DO THIS: Reproduce the listing below word for word, leaving out the pictures.

PROVIDED ENTRIES:
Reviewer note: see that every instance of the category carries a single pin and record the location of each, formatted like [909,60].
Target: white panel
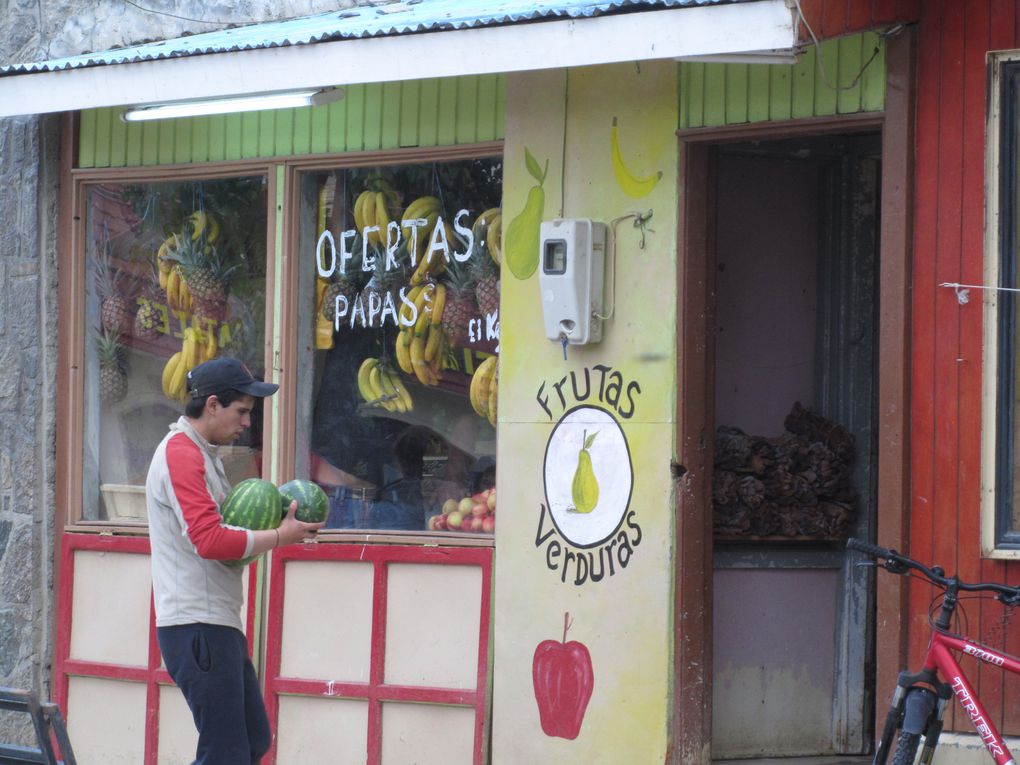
[427,734]
[327,620]
[322,730]
[547,45]
[434,617]
[106,721]
[111,608]
[177,735]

CORRECT OUTPUT:
Reviewer note: see that every instance of the category carries a single pin and record the location of each, formatted like [909,60].
Target: white panel
[427,734]
[327,620]
[322,730]
[547,45]
[434,617]
[106,721]
[111,608]
[177,735]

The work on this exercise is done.